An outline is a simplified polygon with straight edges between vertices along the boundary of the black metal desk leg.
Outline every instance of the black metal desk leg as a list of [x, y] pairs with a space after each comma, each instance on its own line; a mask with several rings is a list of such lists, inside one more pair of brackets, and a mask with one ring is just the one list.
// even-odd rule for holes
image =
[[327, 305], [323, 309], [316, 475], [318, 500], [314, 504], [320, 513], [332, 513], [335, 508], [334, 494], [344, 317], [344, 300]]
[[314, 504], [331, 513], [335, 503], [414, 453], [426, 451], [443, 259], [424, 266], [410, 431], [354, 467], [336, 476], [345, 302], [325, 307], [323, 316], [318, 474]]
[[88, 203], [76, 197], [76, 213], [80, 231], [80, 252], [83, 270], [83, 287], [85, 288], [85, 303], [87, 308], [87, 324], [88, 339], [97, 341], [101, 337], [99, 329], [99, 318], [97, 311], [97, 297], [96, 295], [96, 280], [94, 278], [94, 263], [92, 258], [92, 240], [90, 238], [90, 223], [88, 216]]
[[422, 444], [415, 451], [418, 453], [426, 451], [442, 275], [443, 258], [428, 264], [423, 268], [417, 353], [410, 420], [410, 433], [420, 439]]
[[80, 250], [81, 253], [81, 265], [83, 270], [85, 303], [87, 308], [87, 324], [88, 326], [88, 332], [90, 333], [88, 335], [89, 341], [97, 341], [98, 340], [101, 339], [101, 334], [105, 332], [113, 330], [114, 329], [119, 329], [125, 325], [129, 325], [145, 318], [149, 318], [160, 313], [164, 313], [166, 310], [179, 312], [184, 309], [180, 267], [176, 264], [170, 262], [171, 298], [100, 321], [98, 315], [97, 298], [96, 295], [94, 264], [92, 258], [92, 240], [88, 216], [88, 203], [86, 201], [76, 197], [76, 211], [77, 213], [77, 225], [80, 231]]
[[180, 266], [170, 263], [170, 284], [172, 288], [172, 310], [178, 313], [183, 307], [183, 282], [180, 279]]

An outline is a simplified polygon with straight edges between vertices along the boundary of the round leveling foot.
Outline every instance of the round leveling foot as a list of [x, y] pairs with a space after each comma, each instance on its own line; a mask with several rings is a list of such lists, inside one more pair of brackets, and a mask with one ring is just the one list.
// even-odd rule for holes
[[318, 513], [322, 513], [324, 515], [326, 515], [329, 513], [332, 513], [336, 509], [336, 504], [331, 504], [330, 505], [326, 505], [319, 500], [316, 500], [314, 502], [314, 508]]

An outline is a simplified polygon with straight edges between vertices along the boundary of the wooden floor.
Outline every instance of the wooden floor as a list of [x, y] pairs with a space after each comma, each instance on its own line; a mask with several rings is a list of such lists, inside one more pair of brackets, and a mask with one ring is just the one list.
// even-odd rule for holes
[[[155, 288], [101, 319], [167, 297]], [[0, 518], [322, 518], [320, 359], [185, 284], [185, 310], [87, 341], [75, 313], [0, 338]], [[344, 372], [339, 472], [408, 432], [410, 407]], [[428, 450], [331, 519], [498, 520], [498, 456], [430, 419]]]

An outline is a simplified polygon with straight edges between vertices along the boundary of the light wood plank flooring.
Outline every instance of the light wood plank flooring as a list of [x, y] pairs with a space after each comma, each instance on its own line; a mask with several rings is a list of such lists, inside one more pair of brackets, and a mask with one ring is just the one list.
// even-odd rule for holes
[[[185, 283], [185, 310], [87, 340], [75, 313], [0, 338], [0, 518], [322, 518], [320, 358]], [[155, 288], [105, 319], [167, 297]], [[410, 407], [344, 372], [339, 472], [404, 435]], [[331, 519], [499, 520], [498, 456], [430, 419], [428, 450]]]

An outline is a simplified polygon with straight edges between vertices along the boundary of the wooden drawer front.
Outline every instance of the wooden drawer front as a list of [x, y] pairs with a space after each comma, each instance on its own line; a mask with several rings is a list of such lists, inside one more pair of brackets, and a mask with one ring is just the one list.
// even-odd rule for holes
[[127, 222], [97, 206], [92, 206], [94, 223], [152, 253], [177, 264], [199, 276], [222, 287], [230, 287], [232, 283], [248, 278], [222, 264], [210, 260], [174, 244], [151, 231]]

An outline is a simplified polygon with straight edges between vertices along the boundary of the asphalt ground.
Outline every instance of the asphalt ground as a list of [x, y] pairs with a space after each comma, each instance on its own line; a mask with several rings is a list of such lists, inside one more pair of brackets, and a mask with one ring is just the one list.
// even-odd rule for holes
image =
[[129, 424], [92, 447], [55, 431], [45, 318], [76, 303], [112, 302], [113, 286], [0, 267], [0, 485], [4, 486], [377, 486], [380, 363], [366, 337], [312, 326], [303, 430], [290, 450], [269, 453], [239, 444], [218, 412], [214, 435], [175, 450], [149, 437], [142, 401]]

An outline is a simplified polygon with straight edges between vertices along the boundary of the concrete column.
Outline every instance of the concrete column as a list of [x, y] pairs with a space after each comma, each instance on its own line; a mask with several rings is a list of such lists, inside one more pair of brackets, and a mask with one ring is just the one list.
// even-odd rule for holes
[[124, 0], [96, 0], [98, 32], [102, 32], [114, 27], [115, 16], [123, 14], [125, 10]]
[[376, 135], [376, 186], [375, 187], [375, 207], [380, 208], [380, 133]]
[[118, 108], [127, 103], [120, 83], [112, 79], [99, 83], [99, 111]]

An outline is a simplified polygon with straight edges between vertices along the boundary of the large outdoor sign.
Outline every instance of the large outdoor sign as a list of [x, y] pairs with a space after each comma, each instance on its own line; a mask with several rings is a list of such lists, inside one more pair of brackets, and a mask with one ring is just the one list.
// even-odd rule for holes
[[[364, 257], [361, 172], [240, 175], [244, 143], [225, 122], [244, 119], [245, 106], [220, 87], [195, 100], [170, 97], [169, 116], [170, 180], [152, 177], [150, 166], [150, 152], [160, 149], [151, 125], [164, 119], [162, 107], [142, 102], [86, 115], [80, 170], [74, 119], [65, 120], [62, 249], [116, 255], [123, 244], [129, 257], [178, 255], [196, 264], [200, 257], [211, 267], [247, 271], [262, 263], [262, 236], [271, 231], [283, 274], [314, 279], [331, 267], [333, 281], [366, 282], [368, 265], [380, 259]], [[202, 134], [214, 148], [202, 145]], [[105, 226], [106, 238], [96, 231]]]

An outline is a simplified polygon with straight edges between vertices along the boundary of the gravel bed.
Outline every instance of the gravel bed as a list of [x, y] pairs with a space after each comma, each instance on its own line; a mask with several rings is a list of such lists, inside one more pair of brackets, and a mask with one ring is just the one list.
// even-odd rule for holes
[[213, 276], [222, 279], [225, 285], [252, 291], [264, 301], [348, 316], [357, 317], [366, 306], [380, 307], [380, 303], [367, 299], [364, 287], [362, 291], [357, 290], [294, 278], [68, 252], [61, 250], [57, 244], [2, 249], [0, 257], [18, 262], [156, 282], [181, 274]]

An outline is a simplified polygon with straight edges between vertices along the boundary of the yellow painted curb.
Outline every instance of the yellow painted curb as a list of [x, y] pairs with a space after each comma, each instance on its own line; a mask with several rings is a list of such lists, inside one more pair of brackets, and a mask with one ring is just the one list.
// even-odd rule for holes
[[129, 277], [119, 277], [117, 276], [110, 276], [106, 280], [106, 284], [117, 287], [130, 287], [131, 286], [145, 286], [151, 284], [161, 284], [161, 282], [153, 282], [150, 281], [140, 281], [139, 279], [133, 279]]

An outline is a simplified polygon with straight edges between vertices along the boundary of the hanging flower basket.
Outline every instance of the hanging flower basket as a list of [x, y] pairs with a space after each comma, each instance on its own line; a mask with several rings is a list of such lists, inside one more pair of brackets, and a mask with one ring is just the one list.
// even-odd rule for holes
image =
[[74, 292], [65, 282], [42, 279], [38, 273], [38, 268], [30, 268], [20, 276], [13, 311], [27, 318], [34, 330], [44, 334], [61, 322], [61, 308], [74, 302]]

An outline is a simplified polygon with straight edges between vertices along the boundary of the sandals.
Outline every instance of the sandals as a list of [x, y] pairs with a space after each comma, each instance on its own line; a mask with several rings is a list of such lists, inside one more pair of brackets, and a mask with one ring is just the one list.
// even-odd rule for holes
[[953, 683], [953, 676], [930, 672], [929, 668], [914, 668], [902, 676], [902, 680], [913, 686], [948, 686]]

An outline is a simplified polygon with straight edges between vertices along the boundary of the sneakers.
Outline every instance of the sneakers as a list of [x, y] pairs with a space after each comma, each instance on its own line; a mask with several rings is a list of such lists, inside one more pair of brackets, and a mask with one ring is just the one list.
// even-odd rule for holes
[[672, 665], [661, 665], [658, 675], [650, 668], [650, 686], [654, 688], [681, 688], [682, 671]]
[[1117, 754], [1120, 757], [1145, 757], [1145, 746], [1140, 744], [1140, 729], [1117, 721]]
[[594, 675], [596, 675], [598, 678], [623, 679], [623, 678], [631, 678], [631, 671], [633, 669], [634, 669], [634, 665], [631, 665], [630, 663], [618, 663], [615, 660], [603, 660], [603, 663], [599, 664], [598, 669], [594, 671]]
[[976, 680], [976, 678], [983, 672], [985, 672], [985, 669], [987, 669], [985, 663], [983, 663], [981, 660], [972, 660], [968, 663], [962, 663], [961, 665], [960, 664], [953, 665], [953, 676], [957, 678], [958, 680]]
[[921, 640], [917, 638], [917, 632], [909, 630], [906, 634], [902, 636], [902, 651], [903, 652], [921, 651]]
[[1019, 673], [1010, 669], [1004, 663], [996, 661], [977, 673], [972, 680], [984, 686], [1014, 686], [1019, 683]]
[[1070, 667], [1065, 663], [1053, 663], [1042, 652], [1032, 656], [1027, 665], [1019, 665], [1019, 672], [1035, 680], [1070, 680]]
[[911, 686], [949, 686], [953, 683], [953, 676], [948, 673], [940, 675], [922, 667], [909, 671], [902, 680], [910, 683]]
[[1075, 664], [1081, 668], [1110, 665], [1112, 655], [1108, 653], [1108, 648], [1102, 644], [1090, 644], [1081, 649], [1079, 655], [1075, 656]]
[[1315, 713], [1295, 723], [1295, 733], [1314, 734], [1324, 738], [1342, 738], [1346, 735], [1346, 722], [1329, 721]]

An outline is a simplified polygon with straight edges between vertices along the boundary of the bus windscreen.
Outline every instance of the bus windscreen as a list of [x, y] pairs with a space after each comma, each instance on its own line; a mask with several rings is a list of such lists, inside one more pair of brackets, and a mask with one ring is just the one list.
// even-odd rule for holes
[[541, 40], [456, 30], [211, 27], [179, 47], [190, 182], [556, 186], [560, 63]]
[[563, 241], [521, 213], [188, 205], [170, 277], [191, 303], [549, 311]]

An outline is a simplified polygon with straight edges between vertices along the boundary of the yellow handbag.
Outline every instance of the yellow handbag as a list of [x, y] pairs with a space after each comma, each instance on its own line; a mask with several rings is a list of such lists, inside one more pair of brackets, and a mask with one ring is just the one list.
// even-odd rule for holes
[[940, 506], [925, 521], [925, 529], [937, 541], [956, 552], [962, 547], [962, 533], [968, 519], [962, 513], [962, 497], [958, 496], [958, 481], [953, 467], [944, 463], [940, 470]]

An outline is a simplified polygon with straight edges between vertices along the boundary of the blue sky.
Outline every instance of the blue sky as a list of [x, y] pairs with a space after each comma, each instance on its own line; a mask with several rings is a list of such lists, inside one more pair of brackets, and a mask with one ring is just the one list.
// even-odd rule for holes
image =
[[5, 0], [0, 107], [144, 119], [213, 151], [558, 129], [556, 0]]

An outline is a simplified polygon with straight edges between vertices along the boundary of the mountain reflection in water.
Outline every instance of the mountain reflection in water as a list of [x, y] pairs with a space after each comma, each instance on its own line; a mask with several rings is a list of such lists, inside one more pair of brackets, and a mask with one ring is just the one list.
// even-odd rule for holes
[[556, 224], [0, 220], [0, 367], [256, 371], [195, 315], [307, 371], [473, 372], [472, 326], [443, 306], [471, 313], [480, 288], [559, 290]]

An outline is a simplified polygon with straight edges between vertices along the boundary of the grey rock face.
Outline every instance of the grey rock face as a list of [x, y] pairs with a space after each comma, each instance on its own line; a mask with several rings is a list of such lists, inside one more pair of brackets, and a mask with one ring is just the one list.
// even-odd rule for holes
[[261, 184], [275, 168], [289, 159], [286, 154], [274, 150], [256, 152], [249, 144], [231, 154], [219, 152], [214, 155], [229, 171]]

* * * *

OBJECTIVE
Rename "handbag" to "purse" in the records, beginning at the line that has "the yellow handbag." and stopping after the line that has "463], [940, 470]]". Give back only those lines, with nothing else changed.

THE COMPLETED TASK
An outline is a simplified polygon with straight edges between vertices along the boundary of the yellow purse.
Outline every instance of the yellow purse as a list of [x, y] pairs with a space after each comma, each instance on its own line; a mask with several rings is a list of such lists, inside one more pair of brackets, and a mask with one ring is just the one list.
// even-odd rule for holes
[[940, 506], [925, 521], [925, 529], [937, 541], [956, 552], [962, 547], [962, 533], [968, 519], [962, 513], [962, 497], [958, 496], [958, 481], [953, 467], [944, 463], [940, 470]]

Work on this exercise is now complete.